### Your objective
Rewrite the items from the line containing "the tan puppy" through the end of the items as a numbered list, leaving out any blank lines.

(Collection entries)
╔══

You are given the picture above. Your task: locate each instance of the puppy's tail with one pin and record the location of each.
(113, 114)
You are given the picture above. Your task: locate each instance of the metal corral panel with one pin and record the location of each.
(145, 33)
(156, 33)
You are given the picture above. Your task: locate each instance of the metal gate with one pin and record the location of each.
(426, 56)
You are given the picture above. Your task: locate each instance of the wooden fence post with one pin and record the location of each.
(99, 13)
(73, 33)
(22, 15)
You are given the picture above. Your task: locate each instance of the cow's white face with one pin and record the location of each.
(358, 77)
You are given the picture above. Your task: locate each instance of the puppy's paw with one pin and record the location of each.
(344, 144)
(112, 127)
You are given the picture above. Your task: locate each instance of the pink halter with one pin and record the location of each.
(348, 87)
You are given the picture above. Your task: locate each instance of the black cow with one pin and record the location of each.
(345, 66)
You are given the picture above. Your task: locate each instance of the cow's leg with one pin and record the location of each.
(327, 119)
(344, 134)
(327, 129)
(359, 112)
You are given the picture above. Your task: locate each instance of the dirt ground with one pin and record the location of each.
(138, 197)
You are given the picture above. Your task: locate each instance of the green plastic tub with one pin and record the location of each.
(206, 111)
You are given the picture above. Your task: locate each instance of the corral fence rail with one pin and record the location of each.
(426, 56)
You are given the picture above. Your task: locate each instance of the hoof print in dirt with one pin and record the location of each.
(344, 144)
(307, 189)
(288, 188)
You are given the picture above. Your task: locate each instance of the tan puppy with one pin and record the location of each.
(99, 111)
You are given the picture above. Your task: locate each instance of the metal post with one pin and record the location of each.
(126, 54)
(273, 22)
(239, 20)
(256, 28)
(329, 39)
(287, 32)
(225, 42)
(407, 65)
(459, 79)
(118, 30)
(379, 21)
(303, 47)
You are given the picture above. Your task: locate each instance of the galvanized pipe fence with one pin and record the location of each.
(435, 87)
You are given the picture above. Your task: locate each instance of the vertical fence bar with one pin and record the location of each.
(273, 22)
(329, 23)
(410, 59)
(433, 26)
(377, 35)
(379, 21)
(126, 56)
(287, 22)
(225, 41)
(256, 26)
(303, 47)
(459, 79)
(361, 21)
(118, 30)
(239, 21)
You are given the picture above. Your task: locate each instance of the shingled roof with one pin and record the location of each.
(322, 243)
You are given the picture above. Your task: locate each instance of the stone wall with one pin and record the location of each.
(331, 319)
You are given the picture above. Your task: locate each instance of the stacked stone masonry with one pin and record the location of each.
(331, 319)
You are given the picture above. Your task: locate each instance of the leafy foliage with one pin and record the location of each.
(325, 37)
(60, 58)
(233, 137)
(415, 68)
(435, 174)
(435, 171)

╚══

### Completed task
1. You are given the picture above. Your task: locate each instance of the tan puppy with one pin and record the location of each.
2. (99, 111)
3. You are given the picture above. Your task: locate each instance of the metal post with one pin and record the location of each.
4. (126, 54)
5. (273, 22)
6. (239, 20)
7. (256, 28)
8. (329, 39)
9. (287, 32)
10. (225, 42)
11. (407, 65)
12. (459, 79)
13. (118, 30)
14. (379, 21)
15. (303, 47)
16. You are given the picture above. Your task: locate each instance of the galvanized pipe fence with one pin and record the location of each.
17. (435, 87)
18. You are given the picture above. Your task: locate each instance of the vertical fence bar with one pin and record the location of each.
19. (273, 22)
20. (329, 23)
21. (410, 59)
22. (433, 26)
23. (377, 35)
24. (379, 21)
25. (126, 56)
26. (287, 22)
27. (225, 41)
28. (256, 26)
29. (303, 47)
30. (459, 79)
31. (361, 21)
32. (118, 30)
33. (239, 21)
34. You are given the picture above. Your task: locate each instance of the shingled roof with one pin and record the location of each.
35. (322, 243)
36. You are given the picture above. Your task: locate each instance of the stone wall with one pin and record the location of each.
37. (331, 319)
38. You are given the picture above. Your task: locate each instance of the stacked stone masonry with one pin and record the location of each.
39. (331, 319)
40. You are given the picture above. Your task: locate each instance of the leafy foliage with one pin and record the location of each.
41. (325, 37)
42. (60, 58)
43. (233, 137)
44. (415, 68)
45. (435, 174)
46. (435, 171)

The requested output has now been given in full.